(Saved data entries)
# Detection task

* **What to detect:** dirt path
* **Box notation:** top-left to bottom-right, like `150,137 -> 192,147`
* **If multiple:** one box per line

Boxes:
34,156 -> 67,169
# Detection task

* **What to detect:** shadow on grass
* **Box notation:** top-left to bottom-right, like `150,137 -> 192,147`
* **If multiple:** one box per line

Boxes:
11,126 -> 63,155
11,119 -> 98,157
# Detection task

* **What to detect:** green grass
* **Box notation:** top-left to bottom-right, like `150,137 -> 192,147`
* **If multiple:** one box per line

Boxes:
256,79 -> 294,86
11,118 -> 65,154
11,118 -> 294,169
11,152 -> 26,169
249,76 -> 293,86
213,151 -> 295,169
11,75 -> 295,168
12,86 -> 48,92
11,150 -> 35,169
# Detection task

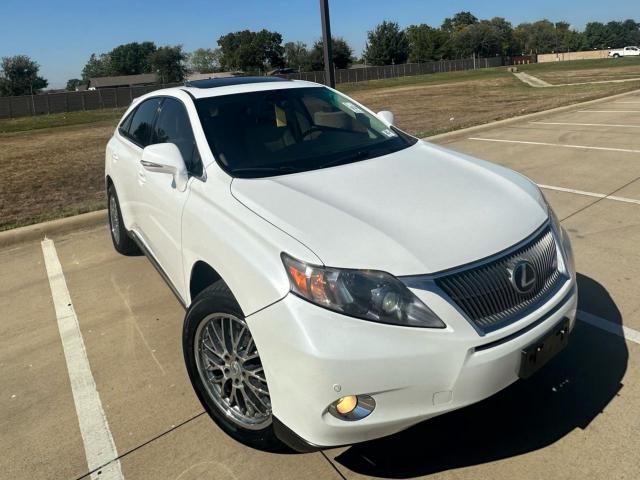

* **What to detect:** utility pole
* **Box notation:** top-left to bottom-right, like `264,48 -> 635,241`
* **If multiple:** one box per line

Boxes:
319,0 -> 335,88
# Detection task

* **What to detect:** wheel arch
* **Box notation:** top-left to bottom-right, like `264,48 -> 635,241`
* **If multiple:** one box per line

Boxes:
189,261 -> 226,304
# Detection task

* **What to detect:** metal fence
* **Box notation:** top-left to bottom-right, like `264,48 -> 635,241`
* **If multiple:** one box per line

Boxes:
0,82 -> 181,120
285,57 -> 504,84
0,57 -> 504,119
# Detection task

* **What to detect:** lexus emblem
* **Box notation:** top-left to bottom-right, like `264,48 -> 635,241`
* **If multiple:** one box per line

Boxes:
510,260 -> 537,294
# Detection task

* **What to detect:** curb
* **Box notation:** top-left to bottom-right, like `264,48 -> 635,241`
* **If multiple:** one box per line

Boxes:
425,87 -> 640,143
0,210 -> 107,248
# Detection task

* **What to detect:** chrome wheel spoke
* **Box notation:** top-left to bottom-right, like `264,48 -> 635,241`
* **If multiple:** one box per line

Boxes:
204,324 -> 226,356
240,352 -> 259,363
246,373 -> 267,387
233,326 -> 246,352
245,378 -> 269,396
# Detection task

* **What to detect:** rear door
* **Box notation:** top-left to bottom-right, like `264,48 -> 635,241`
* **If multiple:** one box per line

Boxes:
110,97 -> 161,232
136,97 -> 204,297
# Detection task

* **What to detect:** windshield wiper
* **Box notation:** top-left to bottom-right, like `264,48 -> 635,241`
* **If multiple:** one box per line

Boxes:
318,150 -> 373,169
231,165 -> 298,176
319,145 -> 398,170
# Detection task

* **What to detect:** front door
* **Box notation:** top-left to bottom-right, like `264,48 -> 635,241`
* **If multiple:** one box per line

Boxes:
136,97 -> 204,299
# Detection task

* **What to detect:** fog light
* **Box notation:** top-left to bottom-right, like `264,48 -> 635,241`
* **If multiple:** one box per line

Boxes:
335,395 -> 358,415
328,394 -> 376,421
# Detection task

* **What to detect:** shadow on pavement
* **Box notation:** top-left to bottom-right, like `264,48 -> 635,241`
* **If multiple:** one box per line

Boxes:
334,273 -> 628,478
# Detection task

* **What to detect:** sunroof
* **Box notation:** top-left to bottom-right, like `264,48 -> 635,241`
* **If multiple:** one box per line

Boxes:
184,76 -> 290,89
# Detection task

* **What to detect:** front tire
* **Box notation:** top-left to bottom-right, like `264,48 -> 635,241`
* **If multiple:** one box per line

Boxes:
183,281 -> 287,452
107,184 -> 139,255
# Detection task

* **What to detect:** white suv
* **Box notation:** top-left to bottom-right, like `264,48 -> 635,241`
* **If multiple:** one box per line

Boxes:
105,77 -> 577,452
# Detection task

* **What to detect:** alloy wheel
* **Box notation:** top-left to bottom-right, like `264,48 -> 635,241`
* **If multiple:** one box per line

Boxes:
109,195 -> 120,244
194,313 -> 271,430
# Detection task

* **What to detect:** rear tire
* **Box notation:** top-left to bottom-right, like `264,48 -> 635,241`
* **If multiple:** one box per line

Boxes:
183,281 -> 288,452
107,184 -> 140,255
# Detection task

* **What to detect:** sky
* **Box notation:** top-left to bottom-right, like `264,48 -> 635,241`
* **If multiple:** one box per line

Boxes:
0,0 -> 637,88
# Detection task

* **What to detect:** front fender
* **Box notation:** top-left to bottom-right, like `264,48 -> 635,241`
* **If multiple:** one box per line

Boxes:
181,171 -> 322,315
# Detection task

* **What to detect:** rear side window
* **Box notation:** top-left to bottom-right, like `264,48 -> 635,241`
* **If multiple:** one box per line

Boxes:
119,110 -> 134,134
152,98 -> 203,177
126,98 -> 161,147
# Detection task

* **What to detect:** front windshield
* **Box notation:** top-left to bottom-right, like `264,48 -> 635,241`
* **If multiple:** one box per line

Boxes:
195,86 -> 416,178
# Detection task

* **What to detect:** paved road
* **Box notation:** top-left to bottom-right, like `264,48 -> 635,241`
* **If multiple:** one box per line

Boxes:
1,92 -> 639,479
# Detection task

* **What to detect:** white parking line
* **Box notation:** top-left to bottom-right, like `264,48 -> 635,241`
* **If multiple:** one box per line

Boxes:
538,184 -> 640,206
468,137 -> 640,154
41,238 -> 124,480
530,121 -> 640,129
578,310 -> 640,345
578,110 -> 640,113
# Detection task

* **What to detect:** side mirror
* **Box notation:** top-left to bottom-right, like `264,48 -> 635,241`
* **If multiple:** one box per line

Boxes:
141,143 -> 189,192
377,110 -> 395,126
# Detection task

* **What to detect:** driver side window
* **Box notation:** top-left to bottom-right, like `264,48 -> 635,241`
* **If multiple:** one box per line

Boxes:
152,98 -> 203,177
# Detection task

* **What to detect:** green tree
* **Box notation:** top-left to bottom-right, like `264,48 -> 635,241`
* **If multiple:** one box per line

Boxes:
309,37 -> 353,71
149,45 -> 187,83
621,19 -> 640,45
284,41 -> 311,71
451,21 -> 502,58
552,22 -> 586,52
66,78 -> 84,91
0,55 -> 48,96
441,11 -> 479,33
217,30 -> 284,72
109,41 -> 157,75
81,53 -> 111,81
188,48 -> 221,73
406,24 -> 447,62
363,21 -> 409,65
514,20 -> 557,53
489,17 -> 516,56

Work task:
Please restate the entries word for word. Skip the pictures.

Written solution:
# Detection task

* **What to detect:** dirt path
* **Box notation:** top-left to bottom-right, like `150,137 -> 192,147`
* **If multiple:** one box per line

Boxes:
34,156 -> 67,169
# Detection task

* **What to detect:** shadow on grass
* **Box notation:** top-left to bottom-right, like `150,137 -> 192,147`
* **If multiple:** one box per line

Boxes:
11,126 -> 63,155
11,119 -> 98,157
# Detection task

* **What to detect:** green grass
* **Box notation:** top-left to bottom-right, like `150,137 -> 192,147`
* **If multiple:** one box per line

Boxes:
256,79 -> 294,86
11,118 -> 65,154
11,118 -> 294,169
11,152 -> 26,169
249,76 -> 293,86
213,151 -> 295,169
11,75 -> 295,168
12,86 -> 48,92
11,150 -> 35,169
# Detection task


* **What to detect:** utility pole
* **Box notation:** top-left to bottom-right, like `264,48 -> 635,241`
* **If multiple:** one box per line

Boxes:
319,0 -> 335,88
# Detection task

* **What to detect:** wheel arch
* **Box notation:** top-left to bottom-right, like `264,48 -> 635,241`
* **If multiple:** one box per line

Boxes:
189,261 -> 226,304
# Detection task

* **What to detect:** metal fence
* **Box notation:** top-left to bottom-right, like `264,48 -> 635,241`
* **If multiple:** one box per line

Boxes:
0,82 -> 181,120
285,57 -> 504,84
0,57 -> 504,119
# Detection task

* **What to detect:** lexus emblem
* **Box notation:** top-left to bottom-right, like `264,48 -> 635,241`
* **If multiple:** one box per line

Boxes:
510,260 -> 537,294
# Detection task

* **What to detect:** curb
* **Box notation:** top-left to bottom-right, like `264,48 -> 635,241`
* **If multiple:** one box per line

Boxes:
425,87 -> 640,143
0,210 -> 107,248
# Detection task

* **What to detect:** chrome wheel spoke
* **Box notation:** top-left to bottom-right, like `264,48 -> 635,241`
* **If multiple:** one box per line

Boxes:
204,324 -> 226,356
240,352 -> 259,363
246,373 -> 267,387
233,326 -> 246,352
245,378 -> 269,396
# Detection task

* **What to detect:** rear door
* **Box notation:** top-left to bottom-right, like `264,48 -> 635,241`
* **If multiple:** one box per line

Boxes:
110,97 -> 161,232
136,97 -> 204,297
# Detection task

* **What to detect:** windshield wiper
* **Box notation:** top-left to bottom-right, like `264,48 -> 635,241`
* **If multiple:** one box per line

Boxes:
318,150 -> 373,169
231,165 -> 298,176
319,145 -> 398,170
# Detection task

* **What to detect:** front door
* **Box notation:** top-left to bottom-right, like `264,48 -> 635,241`
* **If multiple:** one box per line

Boxes:
136,97 -> 204,299
# Detection task

* **What to detect:** fog light
* **Box notation:** top-left to bottom-right, like `264,48 -> 635,241`
* **If multiple:** one box per line

Boxes:
335,395 -> 358,415
328,394 -> 376,421
# Detection task

* **What to detect:** shadow on pavement
* **Box notation:** top-left to bottom-right, like `264,48 -> 635,241`
* **If multiple:** one box per line

Boxes:
334,273 -> 628,478
# Detection task

* **What to detect:** sunroof
* **Box notation:** top-left to bottom-right, like `264,48 -> 635,241`
* **If multiple:** one box per line

Boxes:
184,76 -> 290,89
# Detection task

* **What to detect:** front tire
* **Box notation:** top-left to bottom-right, like `264,48 -> 635,241`
* **If multiple:** one box per line

Boxes:
183,281 -> 287,452
107,184 -> 139,255
# Detection task

* **What to detect:** white suv
* **Box notation:** top-left to bottom-right, like `264,48 -> 635,241`
* **If multiple:** one box per line

Boxes:
105,77 -> 577,452
# Detection task

* **What to detect:** alloy wheel
* **Box notation:** top-left to bottom-right, like `264,48 -> 635,241`
* **If multiple:** one box per line

Boxes:
109,195 -> 120,244
194,313 -> 271,430
# Detection task

* **What to detect:** rear tire
* **Box notation:** top-left to bottom-right, like `264,48 -> 635,241`
* **If multiple:** one box per line

Boxes:
183,281 -> 288,452
107,184 -> 140,255
# Detection task

* **What to detect:** sky
* **Box notation:** top-left to bottom-right, like `264,48 -> 635,241`
* **If multiple:** one box per line

Boxes:
0,0 -> 637,88
# Detection task

* **What to detect:** front fender
* **Box notation:** top-left to bottom-right, like `264,48 -> 635,241`
* **If multiple:** one box per line

Boxes:
181,171 -> 322,315
# Detection task

* **What to detect:** rear side window
* **Box notation:** top-left to bottom-right, like `264,48 -> 635,241`
* **If multiple:** one box per line

Boxes:
119,110 -> 134,134
152,98 -> 203,177
126,98 -> 161,147
# Detection task

* **What to detect:** front windshield
* **Box notation:** top-left to bottom-right, like `264,48 -> 635,241`
* **If multiple:** one box per line

Boxes:
195,86 -> 416,178
# Detection task

* **What to detect:** paved road
* **Box notation:** top-left to bottom-right, like `264,48 -> 635,241`
* **If multiple:** one box per line

Boxes:
1,92 -> 639,479
# Detection task

* **What to detect:** white parking line
* **Box notation:** top-left to bottom-right, like `264,48 -> 635,241`
* **If multiple:** one box per line

Boxes:
538,184 -> 640,206
468,137 -> 640,154
41,238 -> 124,480
530,121 -> 640,129
578,310 -> 640,345
578,110 -> 640,113
# Detection task

* **What to detect:** side mirror
* **Box notation:** top-left to bottom-right, like `264,48 -> 635,241`
* **If multiple:** one box per line

Boxes:
141,143 -> 189,192
377,110 -> 395,126
# Detection task

* **What to detect:** driver side window
* **Box notation:** top-left to bottom-right, like `264,48 -> 635,241`
* **If multiple:** one box per line

Boxes:
152,98 -> 203,177
# Detection task

* **What to detect:** green tree
* **Box notation:** top-left to bottom-right, like `264,48 -> 635,241`
* **If multiple:** one box per line

Boxes:
309,37 -> 353,71
149,45 -> 187,83
621,19 -> 640,45
284,41 -> 311,71
451,21 -> 502,58
552,22 -> 586,52
66,78 -> 84,91
0,55 -> 48,96
441,11 -> 479,33
217,30 -> 284,72
109,41 -> 157,75
81,53 -> 111,81
188,48 -> 221,73
406,24 -> 447,62
363,21 -> 409,65
514,20 -> 557,53
489,17 -> 516,56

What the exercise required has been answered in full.